— Your objective —
Will you print the material below without altering a single character?
● ● ●
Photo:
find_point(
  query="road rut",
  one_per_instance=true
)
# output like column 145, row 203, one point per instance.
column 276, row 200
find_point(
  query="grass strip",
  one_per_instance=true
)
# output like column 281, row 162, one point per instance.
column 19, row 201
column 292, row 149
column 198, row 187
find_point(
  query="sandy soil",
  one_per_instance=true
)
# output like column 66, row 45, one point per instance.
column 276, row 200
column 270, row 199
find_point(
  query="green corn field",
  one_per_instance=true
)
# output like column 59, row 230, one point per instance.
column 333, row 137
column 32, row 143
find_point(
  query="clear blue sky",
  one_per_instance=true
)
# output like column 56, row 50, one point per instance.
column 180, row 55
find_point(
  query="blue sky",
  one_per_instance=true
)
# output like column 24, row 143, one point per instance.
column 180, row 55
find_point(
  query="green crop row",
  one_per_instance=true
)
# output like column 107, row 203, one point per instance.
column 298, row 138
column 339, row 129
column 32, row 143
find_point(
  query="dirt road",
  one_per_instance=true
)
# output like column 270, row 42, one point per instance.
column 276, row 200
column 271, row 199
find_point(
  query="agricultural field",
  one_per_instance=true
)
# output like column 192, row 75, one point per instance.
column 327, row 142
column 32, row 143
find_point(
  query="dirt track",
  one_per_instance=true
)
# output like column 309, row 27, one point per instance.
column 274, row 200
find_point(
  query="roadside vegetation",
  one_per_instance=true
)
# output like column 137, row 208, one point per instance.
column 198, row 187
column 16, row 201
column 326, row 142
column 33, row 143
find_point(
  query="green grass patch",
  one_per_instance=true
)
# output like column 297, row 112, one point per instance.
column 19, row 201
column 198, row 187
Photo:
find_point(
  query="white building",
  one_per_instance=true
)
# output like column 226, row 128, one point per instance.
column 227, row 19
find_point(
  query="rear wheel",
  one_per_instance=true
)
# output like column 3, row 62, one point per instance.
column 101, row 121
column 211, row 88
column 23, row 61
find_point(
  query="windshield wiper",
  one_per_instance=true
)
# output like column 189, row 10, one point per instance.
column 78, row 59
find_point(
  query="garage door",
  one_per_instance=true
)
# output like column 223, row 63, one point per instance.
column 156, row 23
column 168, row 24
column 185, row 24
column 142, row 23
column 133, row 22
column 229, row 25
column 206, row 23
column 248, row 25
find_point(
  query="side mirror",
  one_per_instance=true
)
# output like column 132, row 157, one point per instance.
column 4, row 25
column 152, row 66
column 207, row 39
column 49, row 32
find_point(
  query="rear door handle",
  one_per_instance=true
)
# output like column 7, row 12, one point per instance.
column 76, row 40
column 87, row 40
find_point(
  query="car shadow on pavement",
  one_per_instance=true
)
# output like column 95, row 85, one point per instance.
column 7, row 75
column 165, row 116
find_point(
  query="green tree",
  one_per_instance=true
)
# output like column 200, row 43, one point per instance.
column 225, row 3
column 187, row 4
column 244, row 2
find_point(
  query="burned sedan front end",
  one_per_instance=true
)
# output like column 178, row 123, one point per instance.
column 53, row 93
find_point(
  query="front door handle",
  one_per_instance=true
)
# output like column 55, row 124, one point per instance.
● ● ●
— Reply —
Photo:
find_point(
  query="road rut",
  one_per_instance=true
)
# output like column 145, row 203, one point per instance.
column 276, row 200
find_point(
  query="grass strip",
  one_per_instance=true
)
# output like column 281, row 162, one point per instance.
column 19, row 201
column 292, row 149
column 198, row 187
find_point(
  query="sandy soil",
  one_per_instance=true
)
# output like column 66, row 45, one point per instance.
column 276, row 200
column 270, row 199
find_point(
  query="green corn field",
  one_per_instance=true
)
# output like column 59, row 230, one point per instance.
column 333, row 137
column 32, row 143
find_point(
  query="clear blue sky",
  one_per_instance=true
)
# output like column 56, row 50, one point per instance.
column 180, row 55
find_point(
  query="blue sky",
  one_per_instance=true
)
# output like column 24, row 143, one point per instance.
column 180, row 55
find_point(
  query="green crop row",
  one_per_instance=true
)
# output like column 107, row 203, one point per instance.
column 298, row 138
column 339, row 129
column 32, row 143
find_point(
  query="dirt road",
  one_per_instance=true
)
# output like column 270, row 42, one point per instance.
column 276, row 200
column 271, row 199
find_point(
  query="agricultural field",
  one_per_instance=true
)
# output like column 192, row 75, one point per instance.
column 327, row 142
column 32, row 143
find_point(
  query="dirt track",
  one_per_instance=true
)
# output like column 309, row 27, one point per instance.
column 274, row 200
find_point(
  query="roadside vegetation",
  one_per_instance=true
)
# output like column 137, row 208, one point per instance.
column 198, row 187
column 16, row 201
column 326, row 142
column 33, row 143
find_point(
  query="green grass patch",
  one_per_instance=true
)
# output like column 297, row 112, one point per instance.
column 19, row 201
column 198, row 187
Photo:
find_point(
  query="white building",
  one_per_instance=true
)
# output like column 226, row 128, one point per instance.
column 227, row 19
find_point(
  query="rear wheel",
  one_per_instance=true
)
# output like column 3, row 62, one point per instance.
column 101, row 121
column 211, row 88
column 23, row 61
find_point(
  query="windshield wiper",
  one_per_instance=true
)
# output like column 189, row 10, one point per instance.
column 78, row 59
find_point(
  query="garage door",
  one_per_instance=true
)
# output like column 223, row 63, one point per instance.
column 156, row 23
column 168, row 24
column 185, row 24
column 142, row 23
column 133, row 22
column 229, row 25
column 206, row 23
column 248, row 25
find_point(
  query="side mirror",
  one_per_instance=true
)
# output like column 132, row 157, one point per instance.
column 4, row 25
column 152, row 66
column 207, row 39
column 49, row 32
find_point(
  query="rear door handle",
  one_per_instance=true
)
# output like column 7, row 12, one point per instance.
column 76, row 40
column 87, row 40
find_point(
  query="car shadow on pavement",
  one_per_instance=true
)
# output like column 95, row 85, one point per instance.
column 7, row 75
column 165, row 116
find_point(
  query="green tree",
  one_per_instance=true
)
# output like column 200, row 43, one point per instance.
column 225, row 3
column 187, row 4
column 244, row 2
find_point(
  query="burned sedan front end",
  one_per_instance=true
)
# output like column 178, row 123, one point per instance.
column 53, row 93
find_point(
  query="front door handle",
  one_per_instance=true
)
# output like column 55, row 124, one point per instance.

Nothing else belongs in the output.